start
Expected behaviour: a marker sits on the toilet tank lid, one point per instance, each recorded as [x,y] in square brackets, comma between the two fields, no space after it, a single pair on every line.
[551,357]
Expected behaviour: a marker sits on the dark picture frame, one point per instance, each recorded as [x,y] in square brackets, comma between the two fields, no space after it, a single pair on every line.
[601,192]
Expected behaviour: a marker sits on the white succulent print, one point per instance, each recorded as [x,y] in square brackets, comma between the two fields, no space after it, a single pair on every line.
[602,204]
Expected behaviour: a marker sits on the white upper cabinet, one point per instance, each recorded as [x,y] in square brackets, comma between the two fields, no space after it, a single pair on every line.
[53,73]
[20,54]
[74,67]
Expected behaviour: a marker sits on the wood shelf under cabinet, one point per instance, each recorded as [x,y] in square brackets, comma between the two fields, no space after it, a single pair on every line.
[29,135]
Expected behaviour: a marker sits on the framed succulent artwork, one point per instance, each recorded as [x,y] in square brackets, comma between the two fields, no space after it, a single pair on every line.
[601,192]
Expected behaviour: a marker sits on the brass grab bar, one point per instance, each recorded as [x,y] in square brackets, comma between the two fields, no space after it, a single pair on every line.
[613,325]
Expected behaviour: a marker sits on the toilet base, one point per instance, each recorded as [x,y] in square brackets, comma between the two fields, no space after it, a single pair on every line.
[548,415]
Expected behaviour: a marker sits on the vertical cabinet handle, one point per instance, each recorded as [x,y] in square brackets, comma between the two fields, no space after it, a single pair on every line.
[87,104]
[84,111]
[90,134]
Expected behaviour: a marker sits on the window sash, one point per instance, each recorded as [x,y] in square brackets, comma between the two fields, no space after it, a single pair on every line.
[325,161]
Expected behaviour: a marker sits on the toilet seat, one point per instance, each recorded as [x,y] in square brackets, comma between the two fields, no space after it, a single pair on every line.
end
• Aim
Please rewrite the rows above as a numbered list, starting with the line that contains "Expected behaviour: a marker sits on the toilet base, one" and going on through the last line of the rows. Leave out any blank lines.

• Reply to the task
1. Expected behaviour: a marker sits on the toilet base, one point per instance, each recorded as [x,y] in square brackets, comma between the two fields, no space after it, a single pair on every line.
2. [548,415]
3. Expected behaviour: a marker sits on the vertical cabinet handle, one point per instance, each recorded as [x,y] in square brackets, comma between the two fields, no space after it, a single pair on every line.
4. [87,104]
5. [84,111]
6. [90,134]
7. Expected behaviour: a marker sits on the window sash, one point per instance, each recorded as [x,y] in square brackets, comma between the two fields, no space after it, a single pair on every line.
8. [325,161]
9. Expected behaviour: a marker sits on the toilet seat, one point per instance, each recorded as [x,y] in square brackets, comma between the two fields, no space after it, a single pair on every line.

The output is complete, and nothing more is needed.